:: ARTICLE ::
Faith-based preparedness is a major component of many denominations in our nation today. Among the most prominent are the Billy Graham Evangelistic Association (BGEA) and the United Methodist Committee on Relief (UMCOR), both of which have responded to countless domestic and foreign disasters for over 70 years with budgets ranging into the hundreds of millions of dollars. But there is one religion in particular that many connect to faith-based preparedness—the Mormons. Survival preparedness is a hallmark of the Mormon Church.
10 Mormon Survival Tips
Members of the Mormon Church receive counseling on adversity preparedness for many years. Preparation, according to the late Mormon Elder L. Tom Perry, dispels fear in both the spiritual and temporal realms. “The need for preparation is abundantly clear now more than ever. All the signs for what is to come are here, most just ignore them. We have strong reasons to believe this winter is not going to end as most people would expect. The great blessing of being prepared gives us freedom from fear.”
The teachings for disaster preparedness within the Mormon Church are highly structured. They seek to build families to an organizational level of self-reliance in times of widespread tragedy.
In his book Lights Out, a 42-year veteran of ABC News Ted Koppel highlights the Mormon Church’s extraordinary achievements. “No group of comparable size comes close to matching the scale and organizational discipline of the Mormons’ efforts to prepare for whatever catastrophe may come.”
There are several practices that those entering the world of disaster prepping can learn from the Mormons. They are one of the world leaders of faith-based preparedness.
10 THE WISE PREPARE; THE FOOL GOES BLINDLY AHEAD TO SUFFER THE CONSEQUENCES
The late Mormon President Spencer W. Kimball taught that all members should “be anxiously engaged in a positive program of preparation. It is not enough to hope for the best; we must prepare for it.”

:: DATASET ::
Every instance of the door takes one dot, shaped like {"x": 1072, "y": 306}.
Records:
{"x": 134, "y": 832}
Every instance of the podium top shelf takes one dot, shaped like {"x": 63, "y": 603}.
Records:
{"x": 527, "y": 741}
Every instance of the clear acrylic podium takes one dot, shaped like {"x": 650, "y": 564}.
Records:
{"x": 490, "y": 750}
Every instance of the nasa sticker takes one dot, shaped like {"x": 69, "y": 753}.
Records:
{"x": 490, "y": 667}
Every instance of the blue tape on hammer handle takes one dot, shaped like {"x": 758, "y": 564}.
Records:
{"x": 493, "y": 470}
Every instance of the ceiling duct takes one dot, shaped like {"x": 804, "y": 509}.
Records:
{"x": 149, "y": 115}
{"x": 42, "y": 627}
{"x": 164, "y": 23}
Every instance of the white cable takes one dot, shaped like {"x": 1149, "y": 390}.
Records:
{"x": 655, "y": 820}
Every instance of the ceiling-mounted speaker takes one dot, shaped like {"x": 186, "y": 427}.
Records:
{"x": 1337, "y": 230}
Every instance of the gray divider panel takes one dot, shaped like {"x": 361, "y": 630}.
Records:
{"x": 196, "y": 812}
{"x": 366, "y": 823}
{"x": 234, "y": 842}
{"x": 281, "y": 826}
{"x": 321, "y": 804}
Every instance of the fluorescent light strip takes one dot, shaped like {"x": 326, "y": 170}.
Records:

:: WORK TO COMPLETE ::
1. In the text on Mormon survival preparedness, substitute "emergencies" for "disasters" and write the passage out again, starting with "Faith-based preparedness is" and going on through "the Mormon Church.".
2. Answer these questions from the text on Mormon survival preparedness:
(a) For how many years does the text say BGEA and UMCOR have responded to disasters?
(b) What is the title of the book by Ted Koppel?
(c) According to L. Tom Perry, what does preparation dispel?
3. Extend the text on Mormon survival preparedness, continuing on from its last sentence.

:: EXPECTED OUTPUTS ::
1.
Faith-based preparedness is a major component of many denominations in our nation today. Among the most prominent are the Billy Graham Evangelistic Association (BGEA) and the United Methodist Committee on Relief (UMCOR), both of which have responded to countless domestic and foreign emergencies for over 70 years with budgets ranging into the hundreds of millions of dollars. But there is one religion in particular that many connect to faith-based preparedness—the Mormons. Survival preparedness is a hallmark of the Mormon Church.

2.
(a) Over 70 years
(b) Lights Out
(c) Fear

3.
He further explained that “the Lord will not translate one’s good hopes and desires and intentions into works. Each of us must do that for ourselves.”
The Church prepares for emergencies by establishing/maintaining an emergency-response plan for each of its established wards, or large congregations. It is the mission of the Mormon Church that all wards should prepare for natural and man-made disasters. Their focus was on disasters that are likely to occur in their respective regions. The head bishop directs the preparations of these plans. The Head Bishop organizes a military-style chain of command. This enables him and subordinate bishops access to vast amounts of resources and skills.
Elder Perry warned congregants that “the instability in the world today makes it imperative that we take heed of the counsel and prepare for the future.”
With that warning, church members are encouraged to develop their personalized emergency plans. They are also inspired to update them regularly to support the larger mission of the Mormon Church.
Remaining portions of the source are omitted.